### 引用文

図2図2Aは、試験例2におけるさのうの最大荷重の測定結果を示すグラフであり、図2Bは、試験例2におけるさのうの最大応力の測定結果を示すグラフである。
図3図3Aは、試験例2におけるさのうの最大荷重の測定結果を示すグラフであり、図3Bは、試験例2におけるさのうの最大応力の測定結果を示すグラフである。
図4図4Aは、試験例2におけるさのうの最大荷重の測定結果を示すグラフであり、図4Bは、試験例2におけるさのうの最大応力の測定結果を示すグラフである。
図5図5Aは、試験例3におけるさのうの最大荷重の測定結果を示すグラフであり、図5Bは、試験例3におけるさのうの最大応力の測定結果を示すグラフである。
図6図6Aは、試験例4におけるさのうの最大荷重の測定結果を示すグラフであり、図6Bは、試験例4におけるさのうの最大応力の測定結果を示すグラフである。
【発明を実施するための形態】
【0012】
以下、本発明を実施するための形態について詳細に説明する。ただし、本発明は以下の実施形態に限定されるものではない。
【0013】
〔柑橘類のさのうの製造方法〕
本実施形態の柑橘類のさのうの製造方法は、果皮及びじょうのう膜が除去された柑橘類原料をグルコン酸カルシウム及び乳酸カルシウムの混合物を含む水溶液に浸漬する工程を含む。混合物中の乳酸カルシウムの含有量に対するグルコン酸カルシウムの含有量の重量比は、1.5/8.5以上8.5/1.5以下である。
【0014】
本実施形態の製造方法は、浸漬工程でグルコン酸カルシウム及び乳酸カルシウムの混合物を含む水溶液を用いるため、短時間で硬化したさのうを製造できる。更に、浸漬工程を経て得られる柑橘類のさのうは、さのう本来の風味が維持されながら、硬化性が付与されている。
【0015】
柑橘類のさのうとは、柑橘類のじょうのう内の粒状のものである。
【0016】
柑橘類は、ミカン科のミカン属、キンカン属、カラタチ属に属する植物を含む。柑橘類としては、例えば、レモン、ライム、シークワサー、スダチ、ユズ、ダイダイ、カボス、グレープフルーツ、ネーブルオレンジ、バレンシアオレンジ、サワーオレンジ、ミカン(温州ミカン)、イヨカン、ポンカン、あま夏、ブンタン等が挙げられる。柑橘類は、レモン、グレープフルーツ及びミカンからなる群より選択される1種であってよく、レモンであってよい。この場合、より効果的にさのうを硬化することが可能となる。

### 項目の抜粋
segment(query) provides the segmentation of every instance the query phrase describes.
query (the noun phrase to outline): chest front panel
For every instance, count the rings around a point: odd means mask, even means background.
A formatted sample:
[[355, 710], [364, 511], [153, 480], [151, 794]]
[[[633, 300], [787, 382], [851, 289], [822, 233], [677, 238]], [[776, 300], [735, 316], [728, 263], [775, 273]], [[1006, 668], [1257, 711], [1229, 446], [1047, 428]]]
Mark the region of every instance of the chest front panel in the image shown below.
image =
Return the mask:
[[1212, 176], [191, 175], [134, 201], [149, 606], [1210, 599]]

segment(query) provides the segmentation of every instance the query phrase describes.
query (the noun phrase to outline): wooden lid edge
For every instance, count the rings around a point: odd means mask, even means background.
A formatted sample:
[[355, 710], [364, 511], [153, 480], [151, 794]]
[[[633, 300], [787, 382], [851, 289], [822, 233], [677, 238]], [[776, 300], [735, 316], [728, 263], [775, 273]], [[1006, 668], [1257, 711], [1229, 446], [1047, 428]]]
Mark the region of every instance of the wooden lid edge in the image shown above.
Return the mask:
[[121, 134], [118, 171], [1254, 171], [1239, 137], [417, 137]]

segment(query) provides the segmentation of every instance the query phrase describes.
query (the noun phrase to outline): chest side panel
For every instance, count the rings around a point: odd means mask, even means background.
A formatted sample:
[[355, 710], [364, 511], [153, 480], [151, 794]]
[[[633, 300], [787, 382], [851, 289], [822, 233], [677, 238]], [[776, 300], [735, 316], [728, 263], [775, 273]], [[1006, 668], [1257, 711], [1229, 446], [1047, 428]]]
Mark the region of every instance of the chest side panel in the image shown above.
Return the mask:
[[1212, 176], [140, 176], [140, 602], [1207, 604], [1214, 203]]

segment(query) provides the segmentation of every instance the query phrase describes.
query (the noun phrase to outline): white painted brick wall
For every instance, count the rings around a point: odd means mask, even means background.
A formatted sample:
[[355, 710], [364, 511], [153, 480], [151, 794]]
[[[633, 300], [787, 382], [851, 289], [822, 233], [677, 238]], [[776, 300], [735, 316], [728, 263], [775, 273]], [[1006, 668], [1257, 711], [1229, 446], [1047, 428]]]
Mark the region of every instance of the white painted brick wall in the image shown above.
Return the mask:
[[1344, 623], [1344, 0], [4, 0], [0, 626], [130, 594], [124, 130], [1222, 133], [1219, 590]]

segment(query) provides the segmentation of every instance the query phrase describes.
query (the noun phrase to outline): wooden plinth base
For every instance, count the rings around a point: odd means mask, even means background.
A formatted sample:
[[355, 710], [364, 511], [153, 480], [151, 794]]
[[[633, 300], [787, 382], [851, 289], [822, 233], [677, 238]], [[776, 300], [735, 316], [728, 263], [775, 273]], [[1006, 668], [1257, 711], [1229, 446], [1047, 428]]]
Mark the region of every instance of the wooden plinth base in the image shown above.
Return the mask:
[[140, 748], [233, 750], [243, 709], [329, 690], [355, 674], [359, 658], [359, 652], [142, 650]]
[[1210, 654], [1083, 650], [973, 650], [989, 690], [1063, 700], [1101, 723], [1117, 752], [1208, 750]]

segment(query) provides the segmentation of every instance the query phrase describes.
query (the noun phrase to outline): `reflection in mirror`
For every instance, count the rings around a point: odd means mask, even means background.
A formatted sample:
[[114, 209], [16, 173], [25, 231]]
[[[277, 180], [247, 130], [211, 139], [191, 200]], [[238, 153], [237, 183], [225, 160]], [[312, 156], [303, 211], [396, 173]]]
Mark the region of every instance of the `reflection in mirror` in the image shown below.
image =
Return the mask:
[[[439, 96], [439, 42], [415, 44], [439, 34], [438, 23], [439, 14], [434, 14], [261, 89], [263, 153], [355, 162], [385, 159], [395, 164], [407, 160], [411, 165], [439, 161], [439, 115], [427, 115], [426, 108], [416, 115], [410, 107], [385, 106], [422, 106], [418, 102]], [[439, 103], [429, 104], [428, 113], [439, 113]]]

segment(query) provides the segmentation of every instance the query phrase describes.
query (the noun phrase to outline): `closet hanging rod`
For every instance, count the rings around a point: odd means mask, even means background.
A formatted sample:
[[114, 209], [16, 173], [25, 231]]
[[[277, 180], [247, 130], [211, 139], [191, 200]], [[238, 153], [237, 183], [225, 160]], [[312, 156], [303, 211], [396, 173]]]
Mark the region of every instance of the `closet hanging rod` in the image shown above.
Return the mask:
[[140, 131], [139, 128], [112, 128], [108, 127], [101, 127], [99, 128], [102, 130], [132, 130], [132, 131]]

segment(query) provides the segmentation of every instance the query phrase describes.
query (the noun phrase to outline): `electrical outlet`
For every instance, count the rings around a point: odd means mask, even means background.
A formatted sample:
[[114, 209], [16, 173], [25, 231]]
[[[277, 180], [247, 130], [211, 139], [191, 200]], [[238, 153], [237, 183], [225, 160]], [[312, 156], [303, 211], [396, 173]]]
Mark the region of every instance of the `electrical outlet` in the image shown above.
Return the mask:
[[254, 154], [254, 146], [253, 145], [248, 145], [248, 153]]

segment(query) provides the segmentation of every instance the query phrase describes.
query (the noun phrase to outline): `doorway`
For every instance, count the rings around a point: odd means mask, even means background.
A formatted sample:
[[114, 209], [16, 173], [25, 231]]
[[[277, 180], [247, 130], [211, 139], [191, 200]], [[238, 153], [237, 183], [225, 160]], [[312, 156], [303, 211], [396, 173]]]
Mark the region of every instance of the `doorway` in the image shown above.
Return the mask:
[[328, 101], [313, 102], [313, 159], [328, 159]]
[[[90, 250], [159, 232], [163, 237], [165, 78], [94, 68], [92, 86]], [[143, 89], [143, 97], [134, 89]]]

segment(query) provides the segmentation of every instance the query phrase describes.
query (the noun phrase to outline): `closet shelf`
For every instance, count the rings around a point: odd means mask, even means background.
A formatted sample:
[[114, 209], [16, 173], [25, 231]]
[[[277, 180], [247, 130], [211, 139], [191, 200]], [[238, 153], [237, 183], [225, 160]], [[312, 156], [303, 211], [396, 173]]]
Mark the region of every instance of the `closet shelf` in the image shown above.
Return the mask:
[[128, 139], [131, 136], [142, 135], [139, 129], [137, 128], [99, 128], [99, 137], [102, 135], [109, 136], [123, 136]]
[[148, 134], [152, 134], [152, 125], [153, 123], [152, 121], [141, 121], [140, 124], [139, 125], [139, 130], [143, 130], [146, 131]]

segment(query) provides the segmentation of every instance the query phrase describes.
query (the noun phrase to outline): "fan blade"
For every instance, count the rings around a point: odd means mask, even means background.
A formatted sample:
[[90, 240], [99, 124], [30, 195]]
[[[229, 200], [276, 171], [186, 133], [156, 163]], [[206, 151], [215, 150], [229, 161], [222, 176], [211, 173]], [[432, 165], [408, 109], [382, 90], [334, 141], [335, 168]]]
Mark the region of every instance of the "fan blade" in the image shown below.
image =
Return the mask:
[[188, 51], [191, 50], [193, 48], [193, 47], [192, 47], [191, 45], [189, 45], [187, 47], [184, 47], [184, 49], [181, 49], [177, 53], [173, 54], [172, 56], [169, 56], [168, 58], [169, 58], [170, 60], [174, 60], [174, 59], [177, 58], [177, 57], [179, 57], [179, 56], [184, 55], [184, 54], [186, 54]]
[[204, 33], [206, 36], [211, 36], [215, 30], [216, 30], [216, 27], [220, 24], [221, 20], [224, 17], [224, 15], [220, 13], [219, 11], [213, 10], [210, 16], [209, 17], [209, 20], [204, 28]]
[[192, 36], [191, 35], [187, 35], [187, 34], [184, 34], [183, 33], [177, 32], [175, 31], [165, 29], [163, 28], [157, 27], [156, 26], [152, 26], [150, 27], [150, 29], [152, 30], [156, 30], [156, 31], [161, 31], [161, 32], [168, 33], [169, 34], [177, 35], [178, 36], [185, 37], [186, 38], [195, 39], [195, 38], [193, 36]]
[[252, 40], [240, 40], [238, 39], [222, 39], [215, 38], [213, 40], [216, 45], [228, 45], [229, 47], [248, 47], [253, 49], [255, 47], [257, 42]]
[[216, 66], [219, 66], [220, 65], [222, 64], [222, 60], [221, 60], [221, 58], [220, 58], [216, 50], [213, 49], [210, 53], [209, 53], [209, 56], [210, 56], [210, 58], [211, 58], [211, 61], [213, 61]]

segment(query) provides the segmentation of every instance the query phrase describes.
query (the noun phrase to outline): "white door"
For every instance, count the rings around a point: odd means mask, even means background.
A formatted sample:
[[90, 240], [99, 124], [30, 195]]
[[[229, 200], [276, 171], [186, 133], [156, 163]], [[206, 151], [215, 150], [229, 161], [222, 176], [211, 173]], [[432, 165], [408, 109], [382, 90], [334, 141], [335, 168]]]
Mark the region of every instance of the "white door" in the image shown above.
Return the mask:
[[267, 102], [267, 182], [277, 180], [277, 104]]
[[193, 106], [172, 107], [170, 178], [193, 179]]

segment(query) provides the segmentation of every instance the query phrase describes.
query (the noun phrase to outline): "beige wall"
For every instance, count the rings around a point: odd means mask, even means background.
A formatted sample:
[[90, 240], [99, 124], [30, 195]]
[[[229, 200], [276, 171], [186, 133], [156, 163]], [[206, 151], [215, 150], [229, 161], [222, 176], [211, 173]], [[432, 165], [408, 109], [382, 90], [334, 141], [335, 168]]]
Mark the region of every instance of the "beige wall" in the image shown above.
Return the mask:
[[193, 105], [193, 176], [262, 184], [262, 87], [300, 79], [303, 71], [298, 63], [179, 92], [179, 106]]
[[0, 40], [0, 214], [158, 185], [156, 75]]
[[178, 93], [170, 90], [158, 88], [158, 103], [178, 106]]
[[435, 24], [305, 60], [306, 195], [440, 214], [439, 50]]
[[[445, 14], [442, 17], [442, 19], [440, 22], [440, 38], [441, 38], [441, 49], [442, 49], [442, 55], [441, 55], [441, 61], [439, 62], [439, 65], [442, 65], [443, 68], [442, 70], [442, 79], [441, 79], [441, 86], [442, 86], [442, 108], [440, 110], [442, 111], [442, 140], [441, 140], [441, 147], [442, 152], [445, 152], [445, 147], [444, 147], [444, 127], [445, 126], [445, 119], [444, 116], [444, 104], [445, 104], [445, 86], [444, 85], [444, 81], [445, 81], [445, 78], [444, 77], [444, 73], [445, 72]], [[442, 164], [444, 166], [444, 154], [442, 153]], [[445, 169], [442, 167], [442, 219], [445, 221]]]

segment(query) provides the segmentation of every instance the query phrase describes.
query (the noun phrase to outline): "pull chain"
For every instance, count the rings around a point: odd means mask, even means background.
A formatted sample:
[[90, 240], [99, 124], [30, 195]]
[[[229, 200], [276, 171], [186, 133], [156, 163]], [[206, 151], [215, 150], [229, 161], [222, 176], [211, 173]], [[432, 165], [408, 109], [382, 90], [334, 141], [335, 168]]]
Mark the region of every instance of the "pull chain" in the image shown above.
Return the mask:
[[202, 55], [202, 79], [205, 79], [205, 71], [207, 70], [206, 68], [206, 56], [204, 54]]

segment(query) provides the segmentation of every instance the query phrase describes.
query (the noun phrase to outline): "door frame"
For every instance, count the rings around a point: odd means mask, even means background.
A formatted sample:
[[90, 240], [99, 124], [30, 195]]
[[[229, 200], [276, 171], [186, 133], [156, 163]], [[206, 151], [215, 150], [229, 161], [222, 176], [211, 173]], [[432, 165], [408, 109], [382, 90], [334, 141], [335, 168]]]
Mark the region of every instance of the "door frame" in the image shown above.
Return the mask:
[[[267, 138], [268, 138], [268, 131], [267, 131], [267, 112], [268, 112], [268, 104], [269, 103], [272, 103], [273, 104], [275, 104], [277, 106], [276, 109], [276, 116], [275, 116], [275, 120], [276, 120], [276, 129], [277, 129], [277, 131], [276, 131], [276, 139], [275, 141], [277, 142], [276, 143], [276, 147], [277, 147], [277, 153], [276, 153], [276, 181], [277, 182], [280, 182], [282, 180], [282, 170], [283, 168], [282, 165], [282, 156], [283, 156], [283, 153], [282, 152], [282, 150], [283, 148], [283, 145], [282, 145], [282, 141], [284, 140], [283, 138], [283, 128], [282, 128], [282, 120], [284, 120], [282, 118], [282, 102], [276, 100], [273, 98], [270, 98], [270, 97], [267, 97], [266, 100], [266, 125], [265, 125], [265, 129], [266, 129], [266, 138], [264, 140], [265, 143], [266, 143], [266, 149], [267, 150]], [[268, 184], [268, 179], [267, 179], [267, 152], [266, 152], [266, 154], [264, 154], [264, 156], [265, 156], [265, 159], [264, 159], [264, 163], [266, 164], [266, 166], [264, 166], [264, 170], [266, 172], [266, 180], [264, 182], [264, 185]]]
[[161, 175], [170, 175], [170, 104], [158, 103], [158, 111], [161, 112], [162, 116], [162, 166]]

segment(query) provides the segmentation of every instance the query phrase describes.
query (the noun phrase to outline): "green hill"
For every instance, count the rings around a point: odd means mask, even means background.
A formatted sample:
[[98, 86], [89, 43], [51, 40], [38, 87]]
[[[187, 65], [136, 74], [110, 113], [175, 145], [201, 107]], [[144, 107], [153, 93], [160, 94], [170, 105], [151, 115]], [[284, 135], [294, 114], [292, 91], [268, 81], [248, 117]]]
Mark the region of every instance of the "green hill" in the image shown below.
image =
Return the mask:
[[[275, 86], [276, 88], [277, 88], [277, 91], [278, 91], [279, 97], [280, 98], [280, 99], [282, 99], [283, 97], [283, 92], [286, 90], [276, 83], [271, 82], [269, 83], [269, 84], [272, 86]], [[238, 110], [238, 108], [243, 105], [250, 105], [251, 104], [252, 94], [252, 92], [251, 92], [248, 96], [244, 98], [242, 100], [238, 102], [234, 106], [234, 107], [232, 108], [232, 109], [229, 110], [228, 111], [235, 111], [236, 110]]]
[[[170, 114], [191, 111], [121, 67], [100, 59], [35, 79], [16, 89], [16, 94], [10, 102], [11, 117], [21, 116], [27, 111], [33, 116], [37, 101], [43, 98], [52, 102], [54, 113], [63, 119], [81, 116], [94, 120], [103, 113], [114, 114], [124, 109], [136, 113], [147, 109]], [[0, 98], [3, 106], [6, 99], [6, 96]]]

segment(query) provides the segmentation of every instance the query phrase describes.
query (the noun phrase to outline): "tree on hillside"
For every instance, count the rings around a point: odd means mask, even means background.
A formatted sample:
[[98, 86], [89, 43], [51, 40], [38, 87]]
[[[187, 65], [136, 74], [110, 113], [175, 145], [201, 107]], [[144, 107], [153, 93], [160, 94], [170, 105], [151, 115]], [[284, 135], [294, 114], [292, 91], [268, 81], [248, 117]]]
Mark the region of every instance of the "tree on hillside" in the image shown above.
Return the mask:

### 取り組む作業
• 1. さのうの製造方法の文章のうち、「図3図3Aは、試験例2におけ」を含む語句で始まり「上8.5/1.5以下である。」で終わる部分を、一字も変えずに書き写してください。
• 2. さのうの製造方法の文章を二文で要約してください。
• 3. さのうの製造方法の文章について、最後の文の後に続く部分を書いてください。

### 期待される出力
• 1.
図3図3Aは、試験例2におけるさのうの最大荷重の測定結果を示すグラフであり、図3Bは、試験例2におけるさのうの最大応力の測定結果を示すグラフである。
図4図4Aは、試験例2におけるさのうの最大荷重の測定結果を示すグラフであり、図4Bは、試験例2におけるさのうの最大応力の測定結果を示すグラフである。
図5図5Aは、試験例3におけるさのうの最大荷重の測定結果を示すグラフであり、図5Bは、試験例3におけるさのうの最大応力の測定結果を示すグラフである。
図6図6Aは、試験例4におけるさのうの最大荷重の測定結果を示すグラフであり、図6Bは、試験例4におけるさのうの最大応力の測定結果を示すグラフである。
【発明を実施するための形態】
【0012】
以下、本発明を実施するための形態について詳細に説明する。ただし、本発明は以下の実施形態に限定されるものではない。
【0013】
〔柑橘類のさのうの製造方法〕
本実施形態の柑橘類のさのうの製造方法は、果皮及びじょうのう膜が除去された柑橘類原料をグルコン酸カルシウム及び乳酸カルシウムの混合物を含む水溶液に浸漬する工程を含む。混合物中の乳酸カルシウムの含有量に対するグルコン酸カルシウムの含有量の重量比は、1.5/8.5以上8.5/1.5以下である。

• 2. この製造方法では、果皮とじょうのう膜を除いた柑橘類原料を、グルコン酸カルシウムと乳酸カルシウムの混合物を含む水溶液に浸漬し、乳酸カルシウムに対するグルコン酸カルシウムの重量比を1.5/8.5以上8.5/1.5以下とする。この水溶液を使うことで、さのう本来の風味を保ったまま硬化したさのうを短時間で製造できる。

• 3.
【0017】
柑橘類原料は、例えば、果皮を除去(例えば、剥皮)した後、酸処理、アルカリ処理、酵素処理等によって、じょうのう膜を除去することにより得ることができる。柑橘類原料は、全部のじょうのう膜が除去されていることが好ましいが、一部のじょうのう膜が除去されずに残っていても柑橘類原料として使用し得る。柑橘類原料は、果皮及びじょうのう膜に加えて、更に果心等が除去されていてもよい。
【0018】
浸漬工程で使用する柑橘類原料は、果皮及びじょうのう膜が除去されたもの(セグメント)をそのまま用いてもよいし、セグメントの一部をほぐした原料(セグメント片)又はセグメントの全部をほぐした原料(さのう原料)を用いてもよい。セグメントの一部又は全部をほぐす方法としては、特に制限されないが、例えば、水圧、撹拌等による機械的、物理的手段を用いることができる。
【0019】
浸漬工程では、柑橘類原料を、グルコン酸カルシウム及び乳酸カルシウムの混合物を含む水溶液に浸漬する。浸漬工程では、必要に応じて、柑橘原料をほぐしてもよい。
【0020】
水溶液中のグルコン酸カルシウム及び乳酸カルシウムの混合物の含有量は、上記水溶液全量に対して、1質量%以上であってよく、1質量%以上50質量%以下であってよく、2質量%以上45質量%以下であってよい。グルコン酸カルシウム及び乳酸カルシウムは、水溶液中で電離した状態で存在していてもよい。
【0021】
水溶液中のカルシウム濃度は、例えば、0.1質量%以上であってよく、0.2質量%以上5質量%以下、又は、0.2質量%以上4.5質量%以下であってもよい。本実施形態の製造方法によれば、カルシウム濃度が低濃度(例えば、0.2質量%)であっても、硬化したさのうを短時間で得ることができる。
【0022】
水溶液中のカルシウム濃度は、グルコン酸カルシウム及び乳酸カルシウムの混合物の含有量(添加量)によって、調整することができる。
【0023】
混合物中のグルコン酸カルシウム(A)の含有量に対する乳酸カルシウム(A)の含有量の重量比(A/A)は、1.5/8.5以上8.5/1.5以下であればよく、より短時間で硬化したさのうが得られやすいという観点から、2/8以上8/2以下であってもよい。
【0024】
グルコン酸カルシウム及び乳酸カルシウムの混合物は、グルコン酸カルシウムと、乳酸カルシウムとを上記の重量比となるように混合等を行い、入手することができる。グルコン酸カルシウム及び乳酸カルシウムの混合物は、水溶液に対する溶解性の観点から、公知の方法により造粒して得た造粒物(グルコン酸カルシウム及び乳酸カルシウムの造粒物)であってもよい。当該造粒物は、例えば、流動層造粒、撹拌造粒、スプレードライ等の方法により得ることができる。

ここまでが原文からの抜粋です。